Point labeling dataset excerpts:

——

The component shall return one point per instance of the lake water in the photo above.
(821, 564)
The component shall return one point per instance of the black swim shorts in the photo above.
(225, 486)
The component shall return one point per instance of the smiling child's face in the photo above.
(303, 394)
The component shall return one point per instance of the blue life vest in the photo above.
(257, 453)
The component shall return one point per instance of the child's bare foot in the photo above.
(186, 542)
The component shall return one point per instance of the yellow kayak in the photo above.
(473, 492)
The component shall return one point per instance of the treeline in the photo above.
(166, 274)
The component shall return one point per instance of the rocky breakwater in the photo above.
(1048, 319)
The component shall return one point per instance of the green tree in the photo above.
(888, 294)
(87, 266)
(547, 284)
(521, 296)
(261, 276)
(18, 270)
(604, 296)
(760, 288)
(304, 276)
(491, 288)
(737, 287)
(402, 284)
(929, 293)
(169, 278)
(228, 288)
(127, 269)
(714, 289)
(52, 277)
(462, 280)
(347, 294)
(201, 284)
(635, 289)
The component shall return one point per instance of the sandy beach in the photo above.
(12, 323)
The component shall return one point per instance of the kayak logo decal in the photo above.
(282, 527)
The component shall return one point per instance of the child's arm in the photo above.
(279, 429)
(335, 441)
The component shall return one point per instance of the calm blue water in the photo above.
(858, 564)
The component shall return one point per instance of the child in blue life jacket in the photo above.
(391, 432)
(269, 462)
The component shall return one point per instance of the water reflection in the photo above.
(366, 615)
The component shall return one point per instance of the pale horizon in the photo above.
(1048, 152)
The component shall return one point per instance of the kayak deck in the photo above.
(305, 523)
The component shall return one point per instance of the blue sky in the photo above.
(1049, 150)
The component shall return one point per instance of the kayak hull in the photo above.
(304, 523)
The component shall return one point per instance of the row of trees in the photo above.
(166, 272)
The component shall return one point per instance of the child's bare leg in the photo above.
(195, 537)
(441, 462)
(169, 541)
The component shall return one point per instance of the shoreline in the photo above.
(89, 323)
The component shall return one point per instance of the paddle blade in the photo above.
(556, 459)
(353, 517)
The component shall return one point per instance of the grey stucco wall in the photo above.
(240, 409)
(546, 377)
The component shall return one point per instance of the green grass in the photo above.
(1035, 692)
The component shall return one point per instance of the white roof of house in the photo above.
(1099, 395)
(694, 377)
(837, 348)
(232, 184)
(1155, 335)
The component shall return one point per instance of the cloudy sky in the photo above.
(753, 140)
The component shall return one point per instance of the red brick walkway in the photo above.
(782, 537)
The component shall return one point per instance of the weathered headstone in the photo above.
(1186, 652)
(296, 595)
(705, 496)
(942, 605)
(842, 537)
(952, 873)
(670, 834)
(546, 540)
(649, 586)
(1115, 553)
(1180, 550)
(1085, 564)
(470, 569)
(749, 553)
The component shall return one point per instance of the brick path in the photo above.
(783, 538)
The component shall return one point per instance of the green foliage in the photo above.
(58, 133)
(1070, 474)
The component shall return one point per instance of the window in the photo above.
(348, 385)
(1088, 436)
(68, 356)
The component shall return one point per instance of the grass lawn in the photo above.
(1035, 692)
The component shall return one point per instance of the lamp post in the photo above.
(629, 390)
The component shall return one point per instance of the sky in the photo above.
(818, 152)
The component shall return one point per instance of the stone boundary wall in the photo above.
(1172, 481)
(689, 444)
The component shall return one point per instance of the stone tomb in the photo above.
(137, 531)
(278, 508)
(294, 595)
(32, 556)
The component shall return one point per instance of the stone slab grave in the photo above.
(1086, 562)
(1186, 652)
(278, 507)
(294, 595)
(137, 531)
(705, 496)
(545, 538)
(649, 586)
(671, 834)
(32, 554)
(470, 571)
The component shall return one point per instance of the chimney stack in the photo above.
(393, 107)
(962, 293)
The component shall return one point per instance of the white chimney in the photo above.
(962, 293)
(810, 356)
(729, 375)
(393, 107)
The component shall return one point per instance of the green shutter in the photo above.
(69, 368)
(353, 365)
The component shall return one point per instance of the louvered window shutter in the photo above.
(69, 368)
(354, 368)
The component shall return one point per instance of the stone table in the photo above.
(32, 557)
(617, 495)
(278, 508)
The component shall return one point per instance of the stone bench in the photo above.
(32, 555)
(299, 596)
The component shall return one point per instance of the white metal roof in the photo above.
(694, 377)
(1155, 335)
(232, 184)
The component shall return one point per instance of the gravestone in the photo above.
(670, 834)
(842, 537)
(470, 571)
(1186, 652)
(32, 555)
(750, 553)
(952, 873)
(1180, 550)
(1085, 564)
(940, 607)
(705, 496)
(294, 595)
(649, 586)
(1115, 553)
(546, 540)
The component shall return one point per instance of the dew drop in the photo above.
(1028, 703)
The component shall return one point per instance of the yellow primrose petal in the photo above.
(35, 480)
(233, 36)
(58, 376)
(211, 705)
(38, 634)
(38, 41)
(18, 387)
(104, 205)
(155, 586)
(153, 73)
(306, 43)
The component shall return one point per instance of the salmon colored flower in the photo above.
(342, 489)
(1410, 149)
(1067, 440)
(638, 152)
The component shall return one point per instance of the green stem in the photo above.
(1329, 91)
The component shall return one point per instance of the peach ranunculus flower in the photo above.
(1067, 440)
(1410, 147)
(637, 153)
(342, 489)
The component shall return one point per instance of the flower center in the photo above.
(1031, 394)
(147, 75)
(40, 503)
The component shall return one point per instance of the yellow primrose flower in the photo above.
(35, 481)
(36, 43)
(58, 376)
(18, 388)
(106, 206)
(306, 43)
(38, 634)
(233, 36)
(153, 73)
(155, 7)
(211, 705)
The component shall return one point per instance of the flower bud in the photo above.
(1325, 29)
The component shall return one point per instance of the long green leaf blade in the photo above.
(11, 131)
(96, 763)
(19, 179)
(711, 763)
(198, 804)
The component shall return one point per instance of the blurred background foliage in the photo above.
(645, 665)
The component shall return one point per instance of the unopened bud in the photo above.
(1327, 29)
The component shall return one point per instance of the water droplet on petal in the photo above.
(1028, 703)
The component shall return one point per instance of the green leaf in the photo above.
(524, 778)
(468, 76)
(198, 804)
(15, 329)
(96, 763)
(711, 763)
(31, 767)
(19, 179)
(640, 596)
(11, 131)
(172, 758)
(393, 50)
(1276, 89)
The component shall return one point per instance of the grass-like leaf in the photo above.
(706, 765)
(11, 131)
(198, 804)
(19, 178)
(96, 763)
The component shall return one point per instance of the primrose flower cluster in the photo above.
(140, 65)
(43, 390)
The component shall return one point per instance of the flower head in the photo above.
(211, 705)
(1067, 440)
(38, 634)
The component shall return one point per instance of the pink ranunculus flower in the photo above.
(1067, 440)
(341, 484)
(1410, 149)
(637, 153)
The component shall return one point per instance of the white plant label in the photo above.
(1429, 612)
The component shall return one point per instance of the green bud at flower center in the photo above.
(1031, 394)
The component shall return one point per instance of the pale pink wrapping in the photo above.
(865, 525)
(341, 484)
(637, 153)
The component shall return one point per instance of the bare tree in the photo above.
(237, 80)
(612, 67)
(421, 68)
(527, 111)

——

▶ AIM: Rewrite the rows from the start of the rows through the line that contains "(1049, 150)", inclusive, swapping "kayak" for "canoe" and leaving everything else unchanged.

▶ RESULT FOR THIS EXERCISE:
The component shall return one point per instance of the lake water in the photo above.
(821, 564)
The component shall return one point per instance of the black swim shorts in the photo above.
(225, 486)
The component shall return one point per instance of the smiling child's face in the photo above.
(303, 394)
The component shall return one point per instance of the blue life vest in the photo above.
(257, 453)
The component shall return one point per instance of the child's bare foot in the photo above.
(186, 542)
The component shall return one point per instance of the yellow canoe in the photo above.
(473, 492)
The component shall return one point per instance of the treeline in the photo above.
(166, 274)
The component shall return one point per instance of the rocky breakwater in the photo above.
(1048, 319)
The component shall return one point per instance of the green tree in the photo above.
(888, 294)
(87, 266)
(547, 284)
(521, 296)
(261, 276)
(18, 270)
(604, 296)
(760, 288)
(304, 276)
(491, 288)
(737, 287)
(402, 284)
(929, 293)
(169, 278)
(228, 288)
(127, 269)
(714, 289)
(52, 277)
(462, 280)
(347, 294)
(201, 284)
(635, 289)
The component shall return one point per instance of the sandy beach in the photo above.
(12, 323)
The component shall return one point per instance of the canoe logo decal in the photo above.
(282, 527)
The component shall return one point per instance of the child's arm in the photo above.
(279, 429)
(335, 441)
The component shall return one point per instance of the calm blue water in the photo above.
(858, 564)
The component shall return one point per instance of the child in blue life jacket in the photo above.
(391, 432)
(269, 462)
The component shall return one point per instance of the water reflection in the photo above.
(366, 615)
The component shall return one point per instance of the pale horizon in the photo above.
(1048, 152)
The component shall return one point per instance of the canoe deck in the photo above.
(305, 523)
The component shall return one point per instance of the blue sky in the photo above.
(1049, 150)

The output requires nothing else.